[Opening DATA EXCERPTS section]
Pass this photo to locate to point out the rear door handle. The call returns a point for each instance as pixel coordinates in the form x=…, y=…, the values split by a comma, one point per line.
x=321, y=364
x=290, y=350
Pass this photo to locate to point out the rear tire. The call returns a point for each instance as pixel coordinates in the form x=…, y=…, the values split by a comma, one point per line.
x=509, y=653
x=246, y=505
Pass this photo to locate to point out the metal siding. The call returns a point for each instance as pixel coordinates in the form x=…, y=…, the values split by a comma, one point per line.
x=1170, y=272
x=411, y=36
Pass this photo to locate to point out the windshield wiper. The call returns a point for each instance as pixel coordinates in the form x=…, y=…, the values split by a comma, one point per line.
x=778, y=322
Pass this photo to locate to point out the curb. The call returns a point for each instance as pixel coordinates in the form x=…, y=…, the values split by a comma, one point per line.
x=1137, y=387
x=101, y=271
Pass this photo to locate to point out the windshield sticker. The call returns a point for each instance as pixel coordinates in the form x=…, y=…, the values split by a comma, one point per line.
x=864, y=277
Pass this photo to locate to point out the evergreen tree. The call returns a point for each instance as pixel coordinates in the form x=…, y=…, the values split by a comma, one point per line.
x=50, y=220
[Closing DATA EXCERPTS section]
## EXERCISE AIM
The reply should consist of the records, reproduced exactly.

## YOUR SOLUTION
Pass this photo to locate to point out the rear door handle. The call returns a point for each instance as pixel coordinates in the form x=…, y=…, the values split by a comma, one point per line.
x=321, y=364
x=290, y=350
Pass this photo to locate to point out the rear tire. The call returns a point for each instance as pixel coordinates in the form x=…, y=…, the values split by a comma, one point per line.
x=509, y=653
x=246, y=505
Pass this photo to locate to point out the metal siding. The call returns a point for each instance as pixel coordinates in the form x=…, y=…, the values split by a comma, one point per line.
x=1170, y=272
x=411, y=36
Pass this photo to locate to point out the windshield wiper. The call returns a point for each instance as pixel coordinates in the form x=…, y=…, the values split by a comma, one point per line.
x=778, y=322
Pass this photo to locate to point out the curb. The call returns a point for each instance as pixel coordinates in the form x=…, y=…, the values split by a comma, one point per line.
x=1137, y=387
x=101, y=271
Pass this photo to locate to point out the windshield sticker. The call returns a point for each instance as pixel coordinates in the form x=…, y=…, the values split by a comma, one point per line.
x=864, y=277
Pass this photo to locate to point out the evergreen tree. The call returns a point for each instance as pixel coordinates in the form x=…, y=…, the values split by a comma, one point per line.
x=50, y=220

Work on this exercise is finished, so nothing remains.